[Data records]
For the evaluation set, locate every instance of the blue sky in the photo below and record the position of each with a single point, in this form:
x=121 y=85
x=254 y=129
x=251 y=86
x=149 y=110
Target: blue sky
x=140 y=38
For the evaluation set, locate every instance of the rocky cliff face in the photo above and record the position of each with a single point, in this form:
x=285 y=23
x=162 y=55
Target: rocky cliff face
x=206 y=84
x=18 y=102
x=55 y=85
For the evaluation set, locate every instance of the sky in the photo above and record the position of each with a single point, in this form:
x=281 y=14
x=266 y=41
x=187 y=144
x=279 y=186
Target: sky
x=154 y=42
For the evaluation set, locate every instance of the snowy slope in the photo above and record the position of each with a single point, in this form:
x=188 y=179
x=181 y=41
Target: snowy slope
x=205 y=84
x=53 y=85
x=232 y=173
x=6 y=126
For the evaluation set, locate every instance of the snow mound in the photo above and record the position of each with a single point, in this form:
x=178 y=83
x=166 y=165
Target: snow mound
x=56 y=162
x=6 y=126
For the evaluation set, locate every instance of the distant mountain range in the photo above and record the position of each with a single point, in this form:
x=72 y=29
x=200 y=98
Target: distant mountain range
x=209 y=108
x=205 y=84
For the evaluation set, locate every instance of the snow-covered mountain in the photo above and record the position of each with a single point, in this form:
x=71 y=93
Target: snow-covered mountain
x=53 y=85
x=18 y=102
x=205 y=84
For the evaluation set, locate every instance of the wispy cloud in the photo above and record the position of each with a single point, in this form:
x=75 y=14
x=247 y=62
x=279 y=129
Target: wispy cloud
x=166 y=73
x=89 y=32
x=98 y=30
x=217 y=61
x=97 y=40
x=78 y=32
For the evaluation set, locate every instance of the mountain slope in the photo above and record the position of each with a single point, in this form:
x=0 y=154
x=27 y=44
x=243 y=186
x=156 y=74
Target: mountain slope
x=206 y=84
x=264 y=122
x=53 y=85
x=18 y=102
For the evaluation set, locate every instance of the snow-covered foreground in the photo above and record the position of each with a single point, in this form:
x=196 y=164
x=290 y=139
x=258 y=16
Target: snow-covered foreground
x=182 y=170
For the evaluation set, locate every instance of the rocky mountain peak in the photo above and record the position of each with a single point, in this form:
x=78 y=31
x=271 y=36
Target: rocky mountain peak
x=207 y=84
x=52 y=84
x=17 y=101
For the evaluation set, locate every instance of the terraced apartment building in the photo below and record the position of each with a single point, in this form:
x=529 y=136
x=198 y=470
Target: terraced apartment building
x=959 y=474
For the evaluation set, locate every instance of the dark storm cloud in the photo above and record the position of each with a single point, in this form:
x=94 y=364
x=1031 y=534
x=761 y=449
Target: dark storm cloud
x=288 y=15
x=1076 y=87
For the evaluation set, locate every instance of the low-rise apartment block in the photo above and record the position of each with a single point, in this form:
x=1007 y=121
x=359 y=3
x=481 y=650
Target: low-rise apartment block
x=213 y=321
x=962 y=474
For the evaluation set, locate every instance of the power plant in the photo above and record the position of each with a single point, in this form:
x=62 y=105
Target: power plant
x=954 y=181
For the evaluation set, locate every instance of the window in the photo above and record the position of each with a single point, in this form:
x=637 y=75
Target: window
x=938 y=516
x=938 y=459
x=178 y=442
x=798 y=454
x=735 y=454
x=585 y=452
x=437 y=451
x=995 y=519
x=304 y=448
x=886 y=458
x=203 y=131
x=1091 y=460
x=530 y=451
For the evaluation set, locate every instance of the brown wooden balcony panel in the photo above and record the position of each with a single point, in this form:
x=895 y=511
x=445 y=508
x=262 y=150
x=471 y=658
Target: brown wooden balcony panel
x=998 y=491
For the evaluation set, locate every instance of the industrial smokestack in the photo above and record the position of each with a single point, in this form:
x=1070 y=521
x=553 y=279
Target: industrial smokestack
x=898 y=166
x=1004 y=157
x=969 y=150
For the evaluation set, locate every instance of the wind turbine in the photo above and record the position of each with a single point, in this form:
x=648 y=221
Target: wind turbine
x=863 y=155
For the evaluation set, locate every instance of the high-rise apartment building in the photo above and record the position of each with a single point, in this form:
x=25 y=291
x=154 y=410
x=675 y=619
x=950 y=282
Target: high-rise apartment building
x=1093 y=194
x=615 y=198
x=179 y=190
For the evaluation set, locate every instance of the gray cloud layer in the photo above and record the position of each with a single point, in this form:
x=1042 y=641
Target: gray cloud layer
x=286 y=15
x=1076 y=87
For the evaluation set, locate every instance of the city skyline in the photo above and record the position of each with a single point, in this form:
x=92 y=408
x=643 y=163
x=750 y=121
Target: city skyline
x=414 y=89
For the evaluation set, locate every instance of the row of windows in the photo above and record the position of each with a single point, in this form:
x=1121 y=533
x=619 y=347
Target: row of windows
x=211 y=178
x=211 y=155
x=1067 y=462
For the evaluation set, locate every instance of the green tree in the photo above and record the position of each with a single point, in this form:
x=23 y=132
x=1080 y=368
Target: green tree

_Direction_
Output the entries verbatim.

_Result of the task_
For the evaluation set, locate every instance of the blue sky in the photo below and record the position of each with a single point, in this form:
x=121 y=85
x=254 y=129
x=251 y=86
x=149 y=110
Target: blue sky
x=140 y=38
For the evaluation set, locate every instance of the rocky cliff face in the photo above and record the position of each with a single point, in this form:
x=285 y=23
x=162 y=55
Target: rocky cliff face
x=206 y=84
x=18 y=102
x=55 y=85
For the evaluation set, locate every instance of the sky in the photo above and record the position of each with a single point, in this form:
x=281 y=14
x=266 y=41
x=187 y=144
x=279 y=186
Target: sky
x=154 y=42
For the evaluation set, locate every instance of the snowy slope in the photo above and record the position of each with a single point, in this form:
x=188 y=179
x=181 y=41
Target: snowy slope
x=205 y=84
x=53 y=85
x=232 y=173
x=6 y=126
For the evaluation set, locate every instance of the snow mound in the photo above and record the position of each with a single point, in this form:
x=178 y=83
x=166 y=165
Target: snow mound
x=56 y=162
x=6 y=126
For the evaluation set, locate every instance of the distant mountain range in the photo above and record the position of each with a single point, in this form:
x=72 y=29
x=200 y=98
Target: distant mountain range
x=209 y=108
x=205 y=84
For the evaluation set, locate every instance of the snow-covered mountain in the photo above and record the position of each with a single point, in this form:
x=71 y=93
Target: snow-covered mountain
x=53 y=85
x=18 y=102
x=205 y=84
For the evaluation set, locate every instance of the wispy cloud in the photo above and record the position of each with a single point, in this form:
x=75 y=14
x=247 y=62
x=279 y=129
Target: wispy cloud
x=166 y=73
x=89 y=32
x=98 y=30
x=217 y=61
x=97 y=40
x=78 y=32
For the evaluation set, locate every instance of the mountain slope in the photo above and record the position of each with a single point, in this form:
x=0 y=154
x=27 y=44
x=243 y=186
x=156 y=74
Target: mountain slope
x=206 y=84
x=264 y=122
x=53 y=85
x=18 y=102
For the evaluation set, locate every instance of the snow-covered foreground in the photo above and record the position of each with a single point, in this form:
x=196 y=164
x=290 y=139
x=258 y=16
Target: snow-covered foreground
x=182 y=170
For the evaluation set, locate every instance of the rocky mountain peak in the photo above and record the position of each with a single point, in this form:
x=78 y=31
x=271 y=36
Target: rocky mountain peak
x=207 y=84
x=52 y=84
x=17 y=101
For the evaluation set, locate every instance of the terraced apartment building in the photo below and record the position of each with a single point, in this form:
x=529 y=136
x=198 y=470
Target: terraced apartment building
x=959 y=474
For the evaluation set, locate every instance of the dark storm cloud in the photo above and record the position of each with a single point, in this form:
x=94 y=364
x=1031 y=534
x=761 y=449
Target: dark storm cloud
x=288 y=15
x=1076 y=87
For the evaluation set, locate every instance of the low-rise apartment block in the photo above and record the position of each with a single point, in this form:
x=1007 y=121
x=359 y=3
x=481 y=650
Target: low-rise apartment block
x=213 y=321
x=962 y=474
For the evaluation set, locate every instance of the power plant in the photo above and record the position of each with a single point, in this form:
x=62 y=105
Target: power plant
x=954 y=181
For the evaluation set, locate every instance of the window in the photo above and record the position of each with a single point, in this form:
x=637 y=75
Target: window
x=938 y=516
x=938 y=459
x=178 y=442
x=798 y=454
x=735 y=454
x=585 y=452
x=437 y=451
x=995 y=519
x=304 y=448
x=886 y=458
x=203 y=131
x=1091 y=460
x=530 y=451
For the evaluation set, locate every instance of the brown wooden balcony panel in the photo above and record the position of each with a single point, in this form:
x=895 y=511
x=445 y=508
x=262 y=150
x=471 y=658
Target: brown wooden balcony panel
x=998 y=491
For the evaluation set, locate every instance of the industrial smokestack in the photo above and record the position of each with a single point, in this form:
x=1070 y=521
x=553 y=279
Target: industrial smokestack
x=898 y=166
x=1004 y=157
x=969 y=150
For the evaluation set, locate every instance of the wind turbine in the photo above and record the position of each with a single point, in this form:
x=648 y=221
Target: wind turbine
x=863 y=155
For the evaluation set, locate every instance of the high-rise apartment building in the photo above and record the position of each with a single point, in this form:
x=25 y=291
x=154 y=410
x=675 y=619
x=950 y=282
Target: high-rise apartment building
x=1093 y=194
x=615 y=198
x=179 y=190
For the evaluation set, locate every instance of the gray cloud layer in the photo above and record the position of each with a single point, in this form:
x=1042 y=641
Target: gray cloud layer
x=286 y=15
x=1076 y=87
For the evaluation set, locate every instance of the city skyline in the photo above and record the position of each with a single point, in this form:
x=92 y=408
x=643 y=163
x=750 y=121
Target: city skyline
x=414 y=89
For the evaluation set, locate every instance of the row of windows in the photo above and record the position of each with a single point, in this form:
x=1121 y=533
x=619 y=347
Target: row of windows
x=211 y=178
x=211 y=155
x=1067 y=462
For the evaluation set, locate every instance of the green tree in the photo above and record the position of each with a single point, in this form:
x=23 y=132
x=1080 y=368
Target: green tree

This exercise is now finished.